• **What needs to be done**
Any picture in the data below should be skipped, while every line is repeated exactly.

• **Stored data**
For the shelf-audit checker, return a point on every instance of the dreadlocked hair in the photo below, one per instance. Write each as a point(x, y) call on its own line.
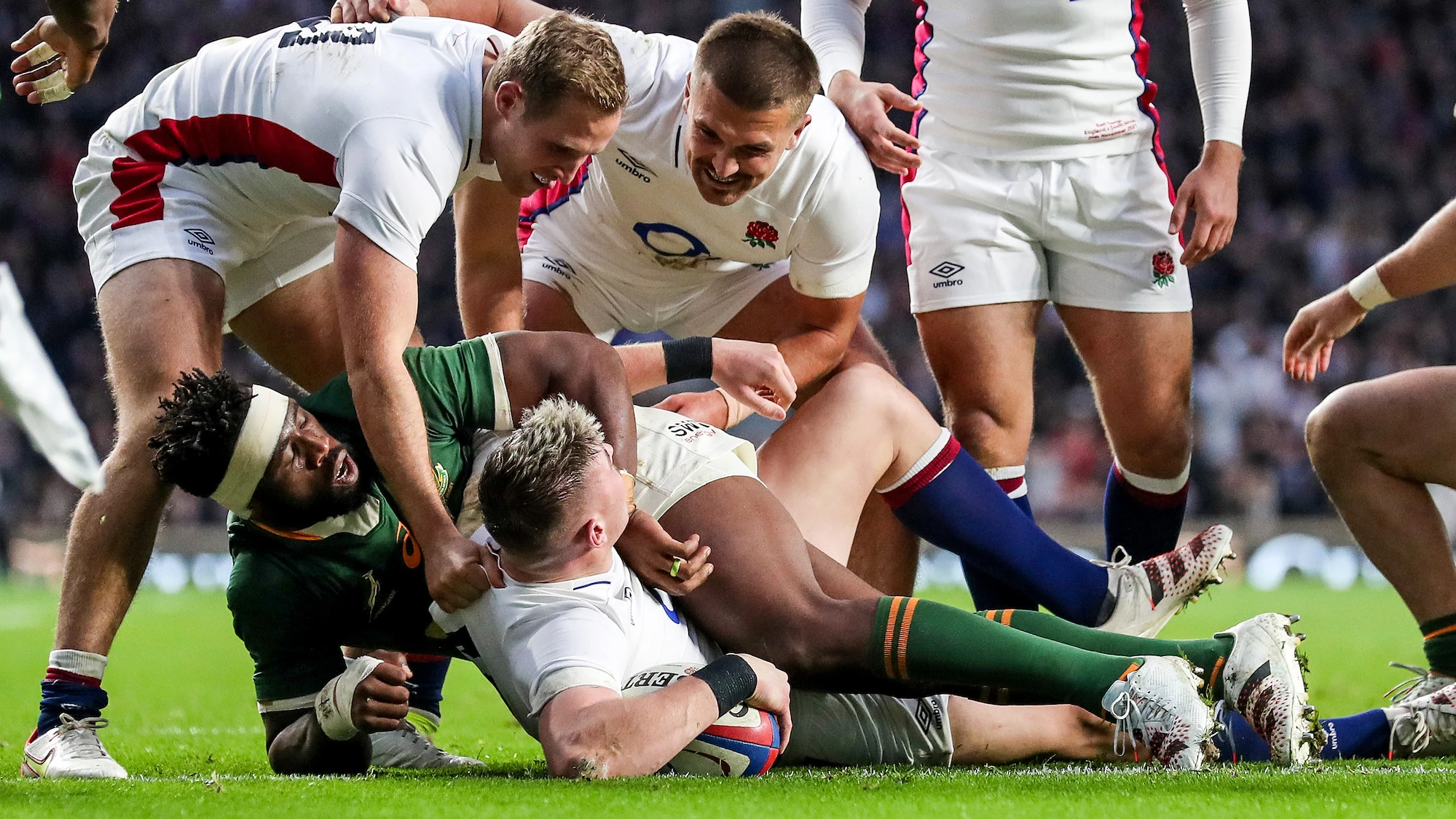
point(198, 427)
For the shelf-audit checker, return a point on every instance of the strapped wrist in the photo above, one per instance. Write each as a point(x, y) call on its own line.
point(731, 681)
point(334, 706)
point(688, 358)
point(1368, 290)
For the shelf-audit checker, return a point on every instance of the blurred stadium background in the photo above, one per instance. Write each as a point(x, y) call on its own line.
point(1350, 138)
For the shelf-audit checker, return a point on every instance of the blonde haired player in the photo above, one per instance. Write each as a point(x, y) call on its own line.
point(208, 202)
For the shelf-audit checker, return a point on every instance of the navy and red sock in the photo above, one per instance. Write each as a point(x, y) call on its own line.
point(71, 686)
point(1359, 737)
point(948, 499)
point(1144, 514)
point(427, 681)
point(986, 590)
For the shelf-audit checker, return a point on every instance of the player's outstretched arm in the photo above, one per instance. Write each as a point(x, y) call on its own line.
point(488, 259)
point(752, 373)
point(835, 29)
point(589, 371)
point(508, 16)
point(77, 32)
point(1426, 262)
point(377, 298)
point(326, 740)
point(591, 732)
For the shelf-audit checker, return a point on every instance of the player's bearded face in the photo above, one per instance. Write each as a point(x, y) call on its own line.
point(731, 150)
point(536, 151)
point(312, 478)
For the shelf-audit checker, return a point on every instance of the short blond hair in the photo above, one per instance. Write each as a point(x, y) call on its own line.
point(535, 478)
point(562, 55)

• **Response to this exercise**
For the shelf-audit checker, return a point on every instance of the dreadlocked hair in the photo below, one per instance. Write each as a point(x, y) call on its own line.
point(198, 427)
For the shelf-audit checker, return a point on every instance of the strapped wrist in the photo above, one per instance. Write each as a point(x, y) call on its own line.
point(731, 681)
point(334, 706)
point(688, 358)
point(1368, 290)
For the shelf-audit checker, return a point on every instance of the blurred stadium background in the photo above, one per instance. Write each as a point(x, y) call on its own line.
point(1350, 138)
For the shelf-audit checker, return a point on every instance of the blonde haired player in the photo above, one per instance. Write each as a point(x, y) call on its own line.
point(208, 202)
For the shelf-audit checker, return a point on every instance of the navy and red sock in the photo above, one per instance. Write each as a point(x, y) call on its own line.
point(71, 686)
point(1359, 737)
point(948, 499)
point(1144, 514)
point(427, 681)
point(986, 590)
For the shelf-audit checker, return a point on every instance of the player's outstretched arm in the photo above, one per instance. Write each as a point(x, y) call on its own line.
point(488, 259)
point(752, 373)
point(835, 29)
point(589, 371)
point(508, 16)
point(77, 32)
point(1426, 262)
point(377, 298)
point(326, 740)
point(591, 732)
For the shelf-audit checker, return a point on every instance of the player's bearded face in the photo above, one per instance. Write each as a point(x, y) call on its own line.
point(731, 150)
point(536, 151)
point(312, 478)
For the shelf-audit checker, return a point on every instance of the short blond hair in the photo above, one per instance. Write each as a point(x, y) call on its own line.
point(535, 478)
point(562, 55)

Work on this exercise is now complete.